▶ **PROMPT A**:
Decide whether each statement agrees with the Céline authentication thread. For each, answer yes or no and quote the deciding words. (i) The bag porpentine bought has a serial number in the back zipper pocket. (ii) porpentine bought the camel large bag in 2011 from a boutique in Melbourne. (iii) porpentine reads the numbers on the leather tag in the patch pocket as 0141.
▶ **PROMPT B**:
Carry on the Céline authentication thread from its last post.

# Need help with Céline authenticators



## porpentine

Can anyone tell me who are the leading online authenticators for Céline please? 

I have bought a pre loved Céline box but now doubting authenticity due to no serial number in the back zipper pocket and very unusual code tag in the patch pocket instead. 

Mods, sorry if there is already a list, I could not find it though. Thank you.


----------



## Sophia

If you send me pictures, I'd be more than happy to authenticate for you.


----------



## Sophia

The early years of the Box saw the use of the leather tab as a date/serial number.


----------



## porpentine

Sophia said:


> The early years of the Box saw the use of the leather tab as a date/serial number.





Sophia said:


> If you send me pictures, I'd be more than happy to authenticate for you.



oh thank you so much! Here are some pictures, as I don't think I can DM you.


----------



## porpentine

And a few more pics.  No serial number in the zipper pocket, and the leather tag in the patch pocket is really hard to photograph! I think the numbers are 0131, and I cannot see any letters. 

thanks again xx


----------



## porpentine

PS. this is the large model from the early years.  I have a camel large one that I bought back in 2011 direct from the only boutique in Melbourne at the time, and it has a serial number in the back zipper with the code ending 0141.

▶ **LISTED ENTRIES**:
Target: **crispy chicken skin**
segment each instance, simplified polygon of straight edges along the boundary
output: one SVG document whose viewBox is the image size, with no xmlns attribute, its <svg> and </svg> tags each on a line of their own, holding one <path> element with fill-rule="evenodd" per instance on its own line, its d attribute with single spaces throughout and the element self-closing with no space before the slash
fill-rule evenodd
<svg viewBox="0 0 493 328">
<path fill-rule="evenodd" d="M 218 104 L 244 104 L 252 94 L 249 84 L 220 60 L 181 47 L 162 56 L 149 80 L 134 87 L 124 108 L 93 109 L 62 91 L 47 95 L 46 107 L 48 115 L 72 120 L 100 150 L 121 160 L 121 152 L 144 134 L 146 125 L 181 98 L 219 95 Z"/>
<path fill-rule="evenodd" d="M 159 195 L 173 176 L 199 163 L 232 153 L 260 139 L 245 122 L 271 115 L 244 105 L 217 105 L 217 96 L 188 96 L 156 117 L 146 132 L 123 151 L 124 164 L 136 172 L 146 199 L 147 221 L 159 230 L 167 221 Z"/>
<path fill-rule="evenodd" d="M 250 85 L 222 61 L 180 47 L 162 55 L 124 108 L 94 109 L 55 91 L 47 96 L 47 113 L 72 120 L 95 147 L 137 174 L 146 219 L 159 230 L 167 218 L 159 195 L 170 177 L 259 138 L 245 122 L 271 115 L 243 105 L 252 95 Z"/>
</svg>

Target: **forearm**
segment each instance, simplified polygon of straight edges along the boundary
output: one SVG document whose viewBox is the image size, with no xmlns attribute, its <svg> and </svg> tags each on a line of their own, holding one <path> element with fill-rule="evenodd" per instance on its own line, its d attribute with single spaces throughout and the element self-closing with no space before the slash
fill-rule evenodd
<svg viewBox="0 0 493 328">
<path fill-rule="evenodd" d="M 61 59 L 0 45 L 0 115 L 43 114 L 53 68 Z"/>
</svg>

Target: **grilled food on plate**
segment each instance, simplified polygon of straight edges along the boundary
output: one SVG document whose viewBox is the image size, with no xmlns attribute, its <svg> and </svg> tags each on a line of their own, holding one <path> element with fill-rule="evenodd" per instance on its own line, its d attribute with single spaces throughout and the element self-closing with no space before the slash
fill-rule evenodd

▶ **RESULT A**:
(i) No: "no serial number in the back zipper pocket"
(ii) Yes: "I have a camel large one that I bought back in 2011 direct from the only boutique in Melbourne at the time"
(iii) No: "I think the numbers are 0131"

▶ **RESULT B**:
EDIT: this is the listing: https://www.fashionphile.com/celine-smooth-calfskin-large-classic-box-flap-red-289527


----------



## Swanky

Reminder that all authenticity inquiries must be in the Authenticate This Céline thread only please.


----------



## porpentine

Swanky said:


> Reminder that all authenticity inquiries must be in the Authenticate This Céline thread only please.



Ok sorry. I will post in that thread.

my first query is just for the  private authenticators that are reliable for Céline.  Have people used Authenticate4u *****************, Lollipuff, for Céline? 

Any others?  Sorry I am a  Céline fancier from the early days  and I have not kept up with the last few years and I don’t know the current experts!


----------



## jlm778

porpentine said:


> Ok sorry. I will post in that thread.
> 
> my first query is just for the  private authenticators that are reliable for Céline.  Have people used Authenticate4u *****************, Lollipuff, for Céline?
> 
> Any others?  Sorry I am a  Céline fancier from the early days  and I have not kept up with the last few years and I don’t know the current experts!



Hi! I had an incident where Authenticate 4U claimed my box bag was authentic, then when I went through Lollipuff they said it was fake, which they were right about. They even told me exactly why it was fake. Based on my experiences with Lollipuff, although they can be slightly more expensive, they seem much more thorough and reliable. I have used Lollipuff for many other brands too.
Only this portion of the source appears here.